RECORDS =>

·····

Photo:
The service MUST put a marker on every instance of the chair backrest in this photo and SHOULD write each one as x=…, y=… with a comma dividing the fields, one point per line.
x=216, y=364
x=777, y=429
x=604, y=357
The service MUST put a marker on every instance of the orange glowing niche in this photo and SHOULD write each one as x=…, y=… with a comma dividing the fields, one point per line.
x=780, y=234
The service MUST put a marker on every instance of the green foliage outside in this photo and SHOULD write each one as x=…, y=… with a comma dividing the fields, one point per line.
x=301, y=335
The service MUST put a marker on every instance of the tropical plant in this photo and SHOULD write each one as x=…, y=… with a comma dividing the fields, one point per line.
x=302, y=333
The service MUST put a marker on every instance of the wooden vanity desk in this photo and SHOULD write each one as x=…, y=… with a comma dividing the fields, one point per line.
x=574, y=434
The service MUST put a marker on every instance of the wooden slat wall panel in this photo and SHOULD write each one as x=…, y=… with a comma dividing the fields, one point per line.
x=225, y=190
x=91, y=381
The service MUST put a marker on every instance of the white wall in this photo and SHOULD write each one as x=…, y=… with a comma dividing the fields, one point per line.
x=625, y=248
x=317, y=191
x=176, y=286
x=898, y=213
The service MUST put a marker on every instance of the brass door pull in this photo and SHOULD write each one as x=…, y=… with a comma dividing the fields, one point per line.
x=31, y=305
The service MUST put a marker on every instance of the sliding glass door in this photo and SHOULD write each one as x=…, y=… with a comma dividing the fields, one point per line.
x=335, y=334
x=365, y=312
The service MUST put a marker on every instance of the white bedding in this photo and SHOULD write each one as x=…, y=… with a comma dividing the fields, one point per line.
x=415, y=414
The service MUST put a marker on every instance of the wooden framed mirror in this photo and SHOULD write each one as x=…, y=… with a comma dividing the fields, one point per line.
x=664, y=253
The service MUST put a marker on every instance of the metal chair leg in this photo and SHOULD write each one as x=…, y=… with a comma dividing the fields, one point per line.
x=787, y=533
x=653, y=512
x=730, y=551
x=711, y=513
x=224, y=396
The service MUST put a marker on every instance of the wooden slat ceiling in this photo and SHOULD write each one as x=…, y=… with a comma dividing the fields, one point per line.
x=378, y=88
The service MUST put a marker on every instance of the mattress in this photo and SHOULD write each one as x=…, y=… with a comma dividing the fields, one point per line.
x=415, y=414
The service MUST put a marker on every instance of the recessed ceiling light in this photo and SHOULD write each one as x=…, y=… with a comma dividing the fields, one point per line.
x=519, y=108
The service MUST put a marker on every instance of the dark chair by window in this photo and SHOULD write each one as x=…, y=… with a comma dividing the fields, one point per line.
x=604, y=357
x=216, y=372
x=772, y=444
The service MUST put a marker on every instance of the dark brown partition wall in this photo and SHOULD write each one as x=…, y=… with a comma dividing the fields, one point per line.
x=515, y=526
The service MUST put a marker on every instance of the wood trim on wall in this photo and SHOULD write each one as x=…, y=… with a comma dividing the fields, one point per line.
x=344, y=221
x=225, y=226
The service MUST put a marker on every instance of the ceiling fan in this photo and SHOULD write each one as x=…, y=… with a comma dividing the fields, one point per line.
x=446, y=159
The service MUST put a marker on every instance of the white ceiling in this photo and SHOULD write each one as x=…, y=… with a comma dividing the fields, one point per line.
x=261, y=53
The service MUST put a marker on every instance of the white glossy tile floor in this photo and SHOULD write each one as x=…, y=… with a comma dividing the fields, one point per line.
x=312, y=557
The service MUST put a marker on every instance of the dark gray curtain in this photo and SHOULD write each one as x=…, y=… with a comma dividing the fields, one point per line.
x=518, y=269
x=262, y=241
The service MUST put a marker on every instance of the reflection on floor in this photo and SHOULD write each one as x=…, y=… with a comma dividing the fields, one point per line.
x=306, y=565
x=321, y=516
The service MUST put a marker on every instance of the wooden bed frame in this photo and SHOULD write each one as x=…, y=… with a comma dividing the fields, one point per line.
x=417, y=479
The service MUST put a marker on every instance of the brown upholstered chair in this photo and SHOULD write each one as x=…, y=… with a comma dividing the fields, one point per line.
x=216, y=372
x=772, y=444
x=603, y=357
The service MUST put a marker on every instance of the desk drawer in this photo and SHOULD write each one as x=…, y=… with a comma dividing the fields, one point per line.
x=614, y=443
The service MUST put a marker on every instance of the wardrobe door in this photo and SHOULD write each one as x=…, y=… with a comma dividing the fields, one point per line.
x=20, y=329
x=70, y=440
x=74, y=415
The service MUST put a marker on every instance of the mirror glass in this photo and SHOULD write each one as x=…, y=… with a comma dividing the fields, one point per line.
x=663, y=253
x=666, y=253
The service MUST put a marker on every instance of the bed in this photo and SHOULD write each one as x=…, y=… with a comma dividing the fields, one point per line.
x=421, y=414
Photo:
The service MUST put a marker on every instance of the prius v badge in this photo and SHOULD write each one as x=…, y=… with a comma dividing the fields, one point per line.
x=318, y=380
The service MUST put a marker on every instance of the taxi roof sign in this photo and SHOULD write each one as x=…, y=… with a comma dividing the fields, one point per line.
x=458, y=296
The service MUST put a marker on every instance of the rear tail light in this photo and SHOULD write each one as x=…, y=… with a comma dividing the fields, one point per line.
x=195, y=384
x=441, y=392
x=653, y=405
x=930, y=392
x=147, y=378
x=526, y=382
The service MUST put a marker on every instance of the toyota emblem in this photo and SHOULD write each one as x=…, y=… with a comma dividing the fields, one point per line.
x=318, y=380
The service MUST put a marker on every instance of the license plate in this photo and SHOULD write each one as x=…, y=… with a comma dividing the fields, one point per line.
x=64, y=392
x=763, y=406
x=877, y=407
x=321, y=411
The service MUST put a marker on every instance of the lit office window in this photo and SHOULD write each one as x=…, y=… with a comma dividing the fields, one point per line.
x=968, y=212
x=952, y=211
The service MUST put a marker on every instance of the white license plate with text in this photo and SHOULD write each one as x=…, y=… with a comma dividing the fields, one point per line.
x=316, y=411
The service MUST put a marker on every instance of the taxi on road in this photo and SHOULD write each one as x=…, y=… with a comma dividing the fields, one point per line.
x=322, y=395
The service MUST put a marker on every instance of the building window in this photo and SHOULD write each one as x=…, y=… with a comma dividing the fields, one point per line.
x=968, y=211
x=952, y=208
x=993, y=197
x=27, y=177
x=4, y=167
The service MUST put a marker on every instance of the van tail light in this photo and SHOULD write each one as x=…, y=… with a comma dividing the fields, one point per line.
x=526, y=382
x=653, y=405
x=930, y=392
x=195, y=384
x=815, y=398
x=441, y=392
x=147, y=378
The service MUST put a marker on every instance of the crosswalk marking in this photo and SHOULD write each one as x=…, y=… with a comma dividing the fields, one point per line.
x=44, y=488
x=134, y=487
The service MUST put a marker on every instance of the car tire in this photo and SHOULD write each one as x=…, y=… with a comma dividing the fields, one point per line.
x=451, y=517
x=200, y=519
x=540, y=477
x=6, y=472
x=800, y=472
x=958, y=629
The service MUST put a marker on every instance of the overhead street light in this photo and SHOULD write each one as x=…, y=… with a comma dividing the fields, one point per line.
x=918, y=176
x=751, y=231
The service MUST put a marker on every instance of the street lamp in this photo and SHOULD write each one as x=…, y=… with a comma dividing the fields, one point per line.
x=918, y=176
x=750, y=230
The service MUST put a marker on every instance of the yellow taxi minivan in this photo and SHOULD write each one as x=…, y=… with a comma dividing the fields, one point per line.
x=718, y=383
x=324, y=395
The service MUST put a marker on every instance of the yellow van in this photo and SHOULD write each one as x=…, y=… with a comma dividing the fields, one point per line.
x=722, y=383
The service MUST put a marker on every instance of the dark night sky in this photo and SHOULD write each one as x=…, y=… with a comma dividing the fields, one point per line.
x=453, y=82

·····

Rescale the items from the start through the line that contains "x=898, y=213", writing out every line in that range in full. Multiply each x and y coordinate in the answers by 0.75 and round to whole numbers, with halves rounded up, leaving all other text unchanged.

TASK SOLUTION =>
Photo:
The service MUST put a marker on every instance of the chair backrest in this photo and SHOULD write each one as x=…, y=… with a comma dividing the fields, one point per line.
x=162, y=273
x=583, y=322
x=453, y=268
The service MUST put a marker on every instance of the orange glowing niche in this photo and SHOULD write each one as x=…, y=… with a comma dividing the fields, one point per line.
x=585, y=176
The service MUST put a marker on every instance of the green foliage outside in this photo and SHOULD write each one as x=…, y=… with a comma dividing the fields, one point per line.
x=226, y=251
The service MUST put a marker on every instance of the tropical plant in this photo and SHOULD write each one as x=…, y=… with a comma dividing the fields, one point per line.
x=227, y=250
The service MUST put a marker on every instance of the wooden vanity desk in this photo and SHOULD write each one as x=…, y=… with a comma dividing the fields, one point per line.
x=431, y=326
The service MUST put a marker on every instance of the wooden slat wall panel in this photo and SHOULD write each one as x=…, y=… with a comma dividing the fields, one point per line.
x=169, y=143
x=68, y=286
The service MUST put a marker on every instance of the white wall in this photo and SHOULD write each one as x=…, y=… with a comma dividing the fields, one point per line.
x=469, y=186
x=238, y=143
x=132, y=215
x=674, y=160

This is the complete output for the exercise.